**Objectif énoncé 1**
Dans quelle ville Louis Jacquot a-t-il suivi sa classe préparatoire, d'après l'entretien sur les Cuistots Migrateurs ?
**Objectif énoncé 2**
Relevez toutes les villes, tous les pays et tous les continents désignés par leur nom dans l'entretien sur les Cuistots Migrateurs.
**Objectif énoncé 3**
Indiquez si chacune de ces affirmations concorde avec l'entretien sur les Cuistots Migrateurs : (a) Sébastien Prunier travaillait dans la finance ; (b) Louis Jacquot a rencontré Sébastien pendant un stage en Angleterre ; (c) le Pop Up se trouve dans le 11e. Justifiez chaque réponse par les mots de l'entretien.

**Page**
Interrogé dans les lieux de leur tout nouveau restaurant-café, le Pop Up qui a ouvert à Paris au pied du métro St Ambroise dans le 11e, Louis Jacquot revient sur cette aventure incroyable. Rencontre avec un entrepreneur au grand cœur.
Pouvez-vous nous parler de votre parcours ?
Après une classe préparatoire à Lyon, j’ai intégré le Programme Grande École de NEOMA en spécialité entrepreneuriat dès la 1ere année. Je me voyais bien lancer ma start-up ou travailler dans le web. Sébastien (Prunier NDLR), l’autre Co-fondateur des Cuistots, a un parcours similaire. Nous avons fait nos stages en Asie et en Angleterre et je l’ai rencontré via un ami commun en Chine. Suite à nos études, nous sommes entrés dans la vie professionnelle. Sébastien travaillait dans la finance et moi j’avais un poste en marketing. On s’est retrouvés un beau jour avec l’envie de monter un projet commun sur une thématique qui nous passionne : la cuisine du monde. Nous avons cherché ce qu’il serait possible de créer, en faisant mieux que ce qui existait déjà. Et condition indispensable : nous voulions que notre projet ait une dimension sociale.
Lorsque la question migratoire est apparue sur le devant de scène en 2015, nous avons été frappés de la vision négative que portait la société sur les réfugiés. Ces gens n’étaient pas vus comme une richesse mais comme un problème... L’idée des Cuistots Migrateurs a germé comme cela et nous sommes devenu le premier restaurant au monde qui emploie des réfugiés.
En quoi votre scolarité chez NEOMA vous a-t-elle aidé à construire votre projet d’entrepreneuriat social ?
NEOMA m’a permis de faire un échange dans une Université partenaire canadienne. Je me suis inscrit un peu par hasard dans un cours de non-profit marketing qui a été un révélateur pour moi. Les enseignements dispensés dans ce cours ont changé ma vision du monde.
Qu’est ce qui a vous a motivé à vous lancer dans une aventure entrepreneuriale ?

**Entrées brutes**

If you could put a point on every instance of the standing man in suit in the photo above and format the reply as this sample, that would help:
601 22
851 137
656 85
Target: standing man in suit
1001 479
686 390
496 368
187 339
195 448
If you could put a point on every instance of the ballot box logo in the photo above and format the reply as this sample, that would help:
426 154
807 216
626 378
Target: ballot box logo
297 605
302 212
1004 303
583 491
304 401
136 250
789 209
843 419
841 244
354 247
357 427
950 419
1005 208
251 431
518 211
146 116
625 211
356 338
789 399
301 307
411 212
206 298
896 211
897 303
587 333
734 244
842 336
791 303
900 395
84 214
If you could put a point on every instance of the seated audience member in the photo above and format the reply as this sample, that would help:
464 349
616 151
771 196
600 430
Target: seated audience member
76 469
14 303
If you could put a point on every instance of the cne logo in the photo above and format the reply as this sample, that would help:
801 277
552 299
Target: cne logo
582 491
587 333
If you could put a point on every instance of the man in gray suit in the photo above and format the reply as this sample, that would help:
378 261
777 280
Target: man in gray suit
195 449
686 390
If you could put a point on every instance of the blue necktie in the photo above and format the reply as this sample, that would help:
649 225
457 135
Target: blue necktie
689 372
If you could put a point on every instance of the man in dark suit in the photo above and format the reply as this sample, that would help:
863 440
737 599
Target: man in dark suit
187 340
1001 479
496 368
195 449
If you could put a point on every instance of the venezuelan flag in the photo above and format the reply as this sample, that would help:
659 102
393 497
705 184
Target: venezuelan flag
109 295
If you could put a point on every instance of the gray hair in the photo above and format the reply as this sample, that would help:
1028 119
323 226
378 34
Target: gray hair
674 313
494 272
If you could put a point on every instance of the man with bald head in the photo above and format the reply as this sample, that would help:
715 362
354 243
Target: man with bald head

**Réponse complète 1**
À Lyon.

**Réponse complète 2**
Paris, Lyon, Asie, Angleterre, Chine

**Réponse complète 3**
(a) Oui : « Sébastien travaillait dans la finance ».
(b) Non : « je l’ai rencontré via un ami commun en Chine ».
(c) Oui : « au pied du métro St Ambroise dans le 11e ».